## [Stored data entries]
----------

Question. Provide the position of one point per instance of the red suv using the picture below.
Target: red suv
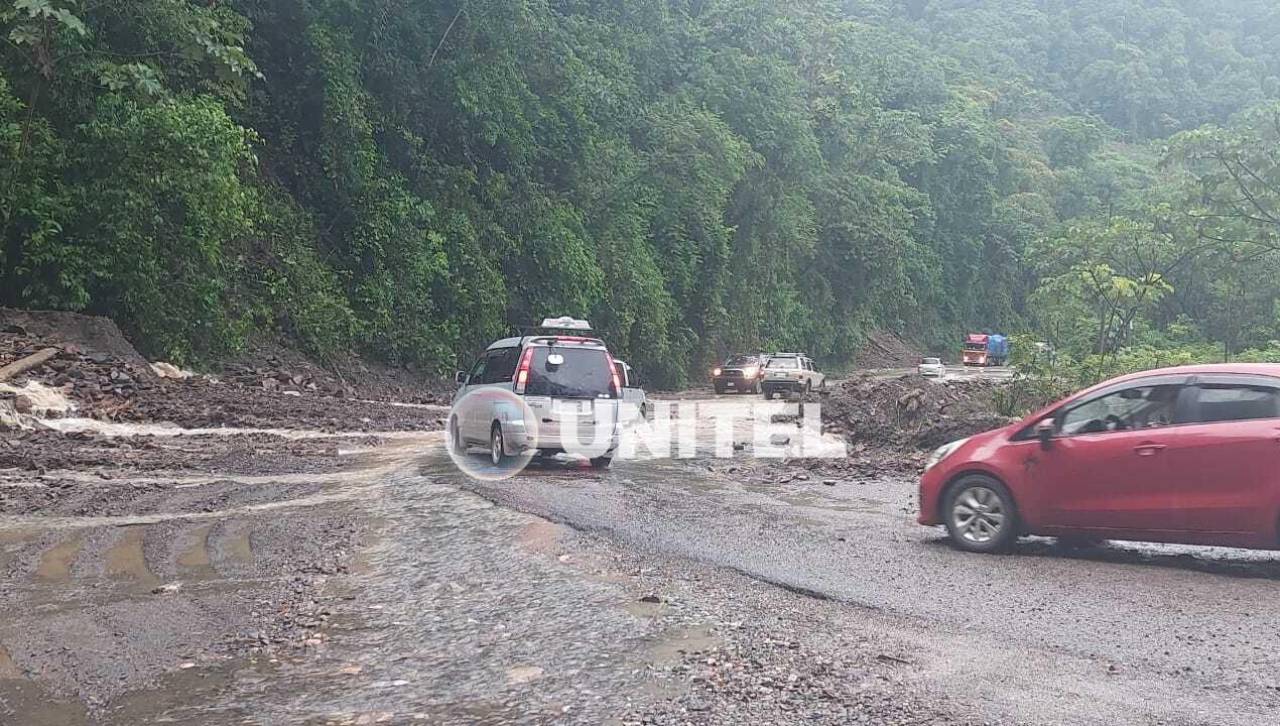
(1187, 455)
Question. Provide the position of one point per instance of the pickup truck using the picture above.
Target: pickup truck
(791, 371)
(631, 392)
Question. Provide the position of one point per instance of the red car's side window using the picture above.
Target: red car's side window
(1139, 407)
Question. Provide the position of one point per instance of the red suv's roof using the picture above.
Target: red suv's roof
(1246, 369)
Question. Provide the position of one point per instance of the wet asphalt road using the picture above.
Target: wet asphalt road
(1121, 634)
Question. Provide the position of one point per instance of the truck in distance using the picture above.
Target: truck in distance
(986, 350)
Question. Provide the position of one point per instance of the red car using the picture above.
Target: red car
(1185, 455)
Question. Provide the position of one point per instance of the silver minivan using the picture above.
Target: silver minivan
(545, 393)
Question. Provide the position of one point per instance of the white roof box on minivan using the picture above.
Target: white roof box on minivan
(566, 324)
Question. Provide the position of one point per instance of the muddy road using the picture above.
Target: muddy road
(360, 578)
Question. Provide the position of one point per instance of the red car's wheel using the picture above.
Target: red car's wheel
(981, 515)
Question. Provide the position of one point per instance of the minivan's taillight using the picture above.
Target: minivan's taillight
(526, 361)
(615, 382)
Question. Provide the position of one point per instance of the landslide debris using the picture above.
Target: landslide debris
(886, 350)
(910, 412)
(106, 379)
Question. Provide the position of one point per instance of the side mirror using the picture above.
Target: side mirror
(1045, 430)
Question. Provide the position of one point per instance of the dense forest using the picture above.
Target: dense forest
(411, 178)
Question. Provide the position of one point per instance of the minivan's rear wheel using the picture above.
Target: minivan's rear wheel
(497, 447)
(981, 515)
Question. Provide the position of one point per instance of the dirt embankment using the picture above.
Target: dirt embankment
(167, 548)
(886, 350)
(100, 373)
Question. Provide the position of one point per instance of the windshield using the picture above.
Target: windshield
(584, 373)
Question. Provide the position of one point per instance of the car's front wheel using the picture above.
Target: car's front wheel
(497, 446)
(981, 515)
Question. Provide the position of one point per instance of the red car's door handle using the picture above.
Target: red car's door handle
(1148, 448)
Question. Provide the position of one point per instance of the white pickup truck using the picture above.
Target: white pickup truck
(631, 393)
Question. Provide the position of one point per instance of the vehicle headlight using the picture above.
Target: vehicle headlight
(942, 452)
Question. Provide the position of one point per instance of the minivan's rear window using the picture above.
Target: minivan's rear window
(584, 374)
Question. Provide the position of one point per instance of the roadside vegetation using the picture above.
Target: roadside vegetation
(411, 179)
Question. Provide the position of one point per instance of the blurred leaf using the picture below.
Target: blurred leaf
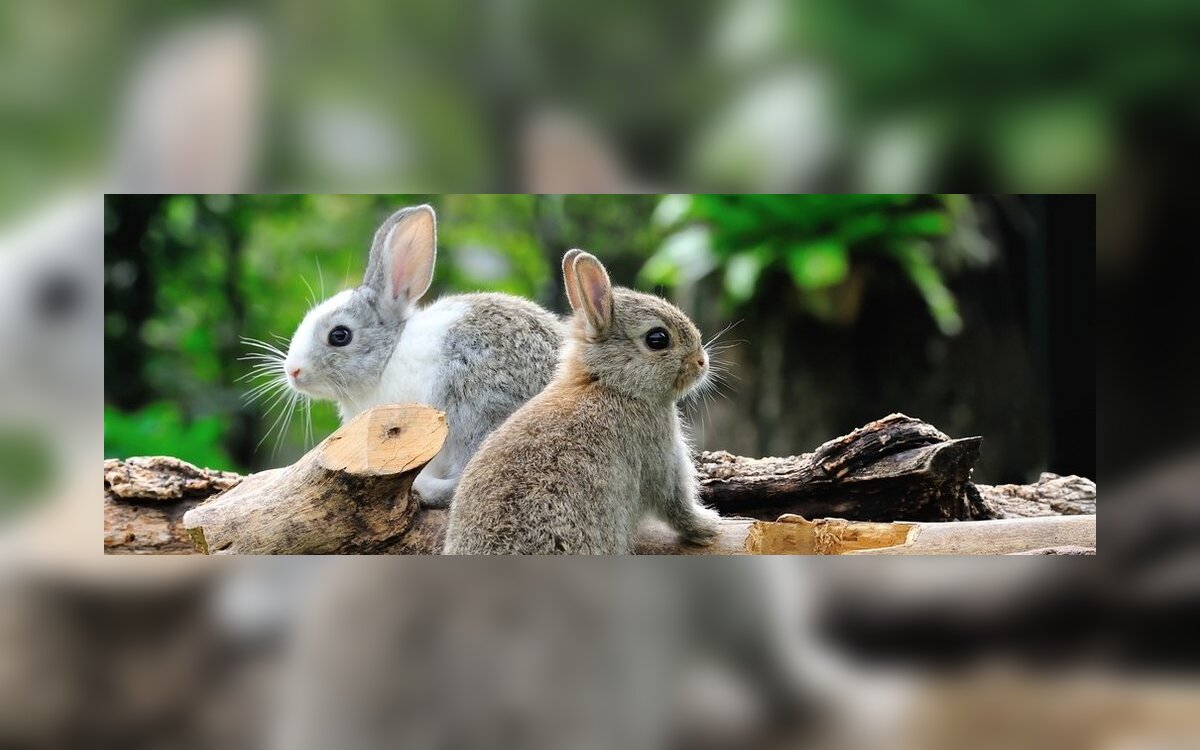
(742, 273)
(820, 264)
(930, 223)
(27, 468)
(915, 259)
(685, 256)
(160, 429)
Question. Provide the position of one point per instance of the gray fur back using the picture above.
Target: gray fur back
(497, 357)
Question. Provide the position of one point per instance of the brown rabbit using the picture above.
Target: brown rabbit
(576, 468)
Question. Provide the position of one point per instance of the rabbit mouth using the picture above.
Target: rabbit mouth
(689, 379)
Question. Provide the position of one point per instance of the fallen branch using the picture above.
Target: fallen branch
(352, 493)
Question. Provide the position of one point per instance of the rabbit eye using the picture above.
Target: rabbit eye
(340, 336)
(658, 339)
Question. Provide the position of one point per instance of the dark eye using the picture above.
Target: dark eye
(340, 336)
(658, 339)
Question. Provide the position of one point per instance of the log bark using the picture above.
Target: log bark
(145, 499)
(895, 467)
(352, 493)
(349, 495)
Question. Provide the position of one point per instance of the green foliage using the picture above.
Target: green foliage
(219, 268)
(819, 241)
(27, 468)
(161, 429)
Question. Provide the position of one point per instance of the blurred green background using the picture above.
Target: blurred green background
(844, 309)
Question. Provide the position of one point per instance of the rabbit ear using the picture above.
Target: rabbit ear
(569, 280)
(594, 291)
(402, 256)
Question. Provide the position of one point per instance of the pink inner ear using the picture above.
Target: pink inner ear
(595, 288)
(411, 256)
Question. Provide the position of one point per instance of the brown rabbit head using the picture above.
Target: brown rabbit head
(636, 343)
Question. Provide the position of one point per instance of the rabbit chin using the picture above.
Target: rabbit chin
(313, 390)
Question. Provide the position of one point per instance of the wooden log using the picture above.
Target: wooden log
(897, 467)
(796, 535)
(351, 493)
(145, 499)
(1050, 496)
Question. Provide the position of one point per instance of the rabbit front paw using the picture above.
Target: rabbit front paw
(703, 527)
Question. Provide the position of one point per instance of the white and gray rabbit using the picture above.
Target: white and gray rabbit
(475, 357)
(579, 467)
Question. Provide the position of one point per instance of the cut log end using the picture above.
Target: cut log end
(353, 493)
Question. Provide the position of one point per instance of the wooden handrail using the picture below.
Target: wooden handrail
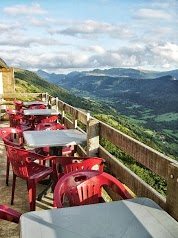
(160, 164)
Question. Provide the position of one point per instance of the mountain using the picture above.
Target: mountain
(3, 64)
(27, 81)
(147, 98)
(112, 72)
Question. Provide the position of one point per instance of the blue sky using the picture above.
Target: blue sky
(67, 35)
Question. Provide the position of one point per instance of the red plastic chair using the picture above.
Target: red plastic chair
(18, 105)
(85, 187)
(18, 120)
(69, 164)
(50, 119)
(13, 137)
(9, 214)
(24, 168)
(35, 106)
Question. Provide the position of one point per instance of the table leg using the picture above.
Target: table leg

----------

## [Exercise requirements]
Search the data for the string "table" and copy each line where it appears.

## [Reply]
Question. Provide the position of one point per instance of the table leg using the picture above.
Target: table leg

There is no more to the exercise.